━━ Source material

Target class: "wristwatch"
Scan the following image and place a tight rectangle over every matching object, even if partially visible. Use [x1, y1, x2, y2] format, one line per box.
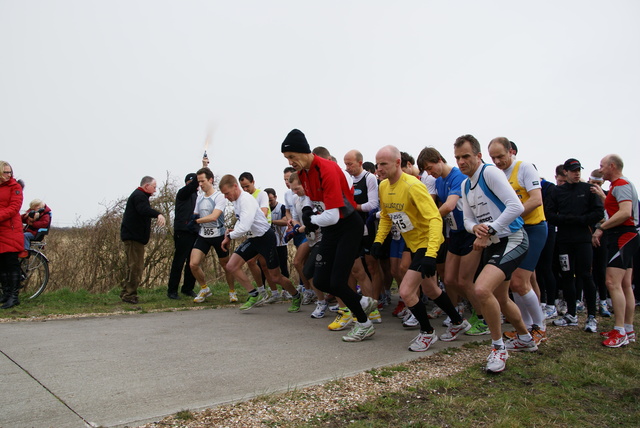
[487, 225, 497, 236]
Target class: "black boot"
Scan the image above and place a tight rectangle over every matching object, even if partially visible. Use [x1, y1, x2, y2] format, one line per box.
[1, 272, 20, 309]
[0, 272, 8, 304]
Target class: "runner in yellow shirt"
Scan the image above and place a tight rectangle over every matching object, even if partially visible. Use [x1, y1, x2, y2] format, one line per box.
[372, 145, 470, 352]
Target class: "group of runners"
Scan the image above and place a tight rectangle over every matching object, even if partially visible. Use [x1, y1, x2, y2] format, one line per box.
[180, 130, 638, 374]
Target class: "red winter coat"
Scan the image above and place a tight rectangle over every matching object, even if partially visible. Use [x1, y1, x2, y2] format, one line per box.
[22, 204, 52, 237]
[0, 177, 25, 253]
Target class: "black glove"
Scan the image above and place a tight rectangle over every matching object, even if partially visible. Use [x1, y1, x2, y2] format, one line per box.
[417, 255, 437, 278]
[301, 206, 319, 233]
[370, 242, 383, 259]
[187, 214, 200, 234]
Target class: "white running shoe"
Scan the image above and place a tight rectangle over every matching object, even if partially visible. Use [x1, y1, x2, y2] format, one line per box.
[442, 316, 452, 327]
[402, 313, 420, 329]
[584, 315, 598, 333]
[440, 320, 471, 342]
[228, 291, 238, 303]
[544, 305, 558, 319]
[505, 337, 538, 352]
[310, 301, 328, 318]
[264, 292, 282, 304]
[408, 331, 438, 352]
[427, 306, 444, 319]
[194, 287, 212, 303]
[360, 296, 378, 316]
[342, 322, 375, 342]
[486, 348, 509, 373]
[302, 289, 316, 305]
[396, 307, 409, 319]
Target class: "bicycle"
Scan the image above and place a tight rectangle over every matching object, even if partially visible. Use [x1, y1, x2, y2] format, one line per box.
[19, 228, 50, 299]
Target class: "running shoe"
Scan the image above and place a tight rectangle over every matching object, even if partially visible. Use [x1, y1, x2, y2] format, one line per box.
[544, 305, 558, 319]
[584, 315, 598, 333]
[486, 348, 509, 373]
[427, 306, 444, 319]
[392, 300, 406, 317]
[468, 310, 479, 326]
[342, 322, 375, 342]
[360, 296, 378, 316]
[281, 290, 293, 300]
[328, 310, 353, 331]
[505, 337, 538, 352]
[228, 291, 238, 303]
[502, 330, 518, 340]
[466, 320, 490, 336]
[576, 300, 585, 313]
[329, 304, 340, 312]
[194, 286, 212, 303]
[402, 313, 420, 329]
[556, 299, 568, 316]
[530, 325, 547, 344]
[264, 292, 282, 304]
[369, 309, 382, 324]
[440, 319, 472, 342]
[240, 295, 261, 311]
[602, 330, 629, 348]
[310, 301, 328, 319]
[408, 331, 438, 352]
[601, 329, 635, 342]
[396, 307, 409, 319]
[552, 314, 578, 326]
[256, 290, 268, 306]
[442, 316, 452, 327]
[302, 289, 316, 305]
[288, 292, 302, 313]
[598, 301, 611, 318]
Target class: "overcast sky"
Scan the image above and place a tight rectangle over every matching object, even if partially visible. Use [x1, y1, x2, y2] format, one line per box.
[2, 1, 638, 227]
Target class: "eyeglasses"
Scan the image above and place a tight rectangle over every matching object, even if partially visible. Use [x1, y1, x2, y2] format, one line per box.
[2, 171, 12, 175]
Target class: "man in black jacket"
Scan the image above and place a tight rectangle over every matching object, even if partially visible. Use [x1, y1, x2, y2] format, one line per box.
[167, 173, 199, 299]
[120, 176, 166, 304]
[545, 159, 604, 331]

━━━━
━━ Source material

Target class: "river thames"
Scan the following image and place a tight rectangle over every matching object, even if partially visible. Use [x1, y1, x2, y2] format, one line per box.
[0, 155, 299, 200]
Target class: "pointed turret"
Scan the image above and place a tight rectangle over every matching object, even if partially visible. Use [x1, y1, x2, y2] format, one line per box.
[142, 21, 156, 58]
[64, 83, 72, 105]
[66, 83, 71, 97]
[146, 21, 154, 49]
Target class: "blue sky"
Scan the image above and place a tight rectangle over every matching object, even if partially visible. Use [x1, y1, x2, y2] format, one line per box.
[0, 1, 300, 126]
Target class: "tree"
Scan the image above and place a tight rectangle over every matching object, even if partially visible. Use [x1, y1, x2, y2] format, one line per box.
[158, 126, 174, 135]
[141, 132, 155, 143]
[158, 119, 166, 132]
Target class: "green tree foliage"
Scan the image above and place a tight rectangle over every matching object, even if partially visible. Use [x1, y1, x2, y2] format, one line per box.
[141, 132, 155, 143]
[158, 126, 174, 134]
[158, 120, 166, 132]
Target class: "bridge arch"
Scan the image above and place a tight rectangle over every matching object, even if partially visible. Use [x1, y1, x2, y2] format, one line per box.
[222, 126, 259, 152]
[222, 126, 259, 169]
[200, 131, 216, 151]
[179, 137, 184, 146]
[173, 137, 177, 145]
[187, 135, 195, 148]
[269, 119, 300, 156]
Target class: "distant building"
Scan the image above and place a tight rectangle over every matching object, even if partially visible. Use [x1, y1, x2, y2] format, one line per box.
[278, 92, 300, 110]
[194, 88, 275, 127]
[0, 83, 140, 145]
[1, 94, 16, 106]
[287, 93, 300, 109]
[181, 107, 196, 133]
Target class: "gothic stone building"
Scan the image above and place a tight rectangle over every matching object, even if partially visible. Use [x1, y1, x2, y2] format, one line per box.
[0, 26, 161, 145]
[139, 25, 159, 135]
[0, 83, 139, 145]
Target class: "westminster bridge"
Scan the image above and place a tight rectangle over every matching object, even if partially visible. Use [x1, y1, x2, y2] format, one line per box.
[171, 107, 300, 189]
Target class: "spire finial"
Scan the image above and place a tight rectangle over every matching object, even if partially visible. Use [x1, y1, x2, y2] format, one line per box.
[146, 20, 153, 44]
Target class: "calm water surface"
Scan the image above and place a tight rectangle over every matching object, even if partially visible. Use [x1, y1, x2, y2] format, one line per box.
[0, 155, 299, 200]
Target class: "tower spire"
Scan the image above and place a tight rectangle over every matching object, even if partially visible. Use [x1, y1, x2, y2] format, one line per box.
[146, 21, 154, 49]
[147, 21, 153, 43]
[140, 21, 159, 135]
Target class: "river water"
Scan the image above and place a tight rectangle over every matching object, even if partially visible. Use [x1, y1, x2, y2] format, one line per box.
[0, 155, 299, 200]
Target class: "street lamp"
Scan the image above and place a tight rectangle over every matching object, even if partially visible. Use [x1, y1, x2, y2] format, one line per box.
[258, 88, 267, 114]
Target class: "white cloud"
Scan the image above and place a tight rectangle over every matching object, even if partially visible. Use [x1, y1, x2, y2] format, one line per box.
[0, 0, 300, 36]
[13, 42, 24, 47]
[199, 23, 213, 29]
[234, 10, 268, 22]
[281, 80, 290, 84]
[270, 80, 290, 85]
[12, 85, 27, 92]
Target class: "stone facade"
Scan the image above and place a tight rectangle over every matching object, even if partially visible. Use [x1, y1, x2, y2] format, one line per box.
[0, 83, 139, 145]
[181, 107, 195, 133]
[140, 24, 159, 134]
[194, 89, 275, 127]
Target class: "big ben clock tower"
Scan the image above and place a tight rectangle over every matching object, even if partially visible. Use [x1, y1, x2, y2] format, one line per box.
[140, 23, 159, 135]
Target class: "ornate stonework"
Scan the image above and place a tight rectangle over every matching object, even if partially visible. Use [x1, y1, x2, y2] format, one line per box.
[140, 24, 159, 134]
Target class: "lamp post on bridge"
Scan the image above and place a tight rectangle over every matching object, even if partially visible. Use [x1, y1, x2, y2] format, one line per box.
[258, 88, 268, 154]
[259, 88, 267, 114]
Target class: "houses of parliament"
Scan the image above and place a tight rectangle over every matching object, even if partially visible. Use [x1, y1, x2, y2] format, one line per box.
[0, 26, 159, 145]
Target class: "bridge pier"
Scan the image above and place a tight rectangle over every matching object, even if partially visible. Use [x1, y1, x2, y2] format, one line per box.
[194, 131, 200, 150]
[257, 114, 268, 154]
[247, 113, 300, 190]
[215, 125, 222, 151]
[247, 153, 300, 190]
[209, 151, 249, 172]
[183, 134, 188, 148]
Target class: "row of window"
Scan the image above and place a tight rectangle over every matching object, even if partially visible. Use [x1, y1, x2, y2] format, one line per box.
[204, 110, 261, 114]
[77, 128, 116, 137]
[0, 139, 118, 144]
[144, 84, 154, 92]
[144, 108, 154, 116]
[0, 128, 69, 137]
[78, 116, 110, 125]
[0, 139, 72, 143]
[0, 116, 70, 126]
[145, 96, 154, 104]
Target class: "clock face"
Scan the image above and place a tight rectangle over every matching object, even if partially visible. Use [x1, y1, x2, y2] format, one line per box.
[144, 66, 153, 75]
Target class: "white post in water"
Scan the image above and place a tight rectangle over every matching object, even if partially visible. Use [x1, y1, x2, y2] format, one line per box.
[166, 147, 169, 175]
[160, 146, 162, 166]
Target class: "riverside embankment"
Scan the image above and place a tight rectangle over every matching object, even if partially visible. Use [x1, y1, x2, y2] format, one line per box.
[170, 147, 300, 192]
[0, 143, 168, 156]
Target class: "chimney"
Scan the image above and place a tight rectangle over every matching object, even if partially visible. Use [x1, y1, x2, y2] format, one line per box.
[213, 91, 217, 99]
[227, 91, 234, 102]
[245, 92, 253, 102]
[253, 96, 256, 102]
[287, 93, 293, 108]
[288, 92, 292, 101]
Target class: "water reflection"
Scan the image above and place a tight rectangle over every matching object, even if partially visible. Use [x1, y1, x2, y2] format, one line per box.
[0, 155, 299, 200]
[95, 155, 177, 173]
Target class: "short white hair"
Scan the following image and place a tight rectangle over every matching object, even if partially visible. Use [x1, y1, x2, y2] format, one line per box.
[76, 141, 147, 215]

━━━━

Task brief
If a line in the records has the word "black", copy that line.

Response to this exercise
Target class: "black boot"
Target class: "black glove"
Target class: "man in black jacket"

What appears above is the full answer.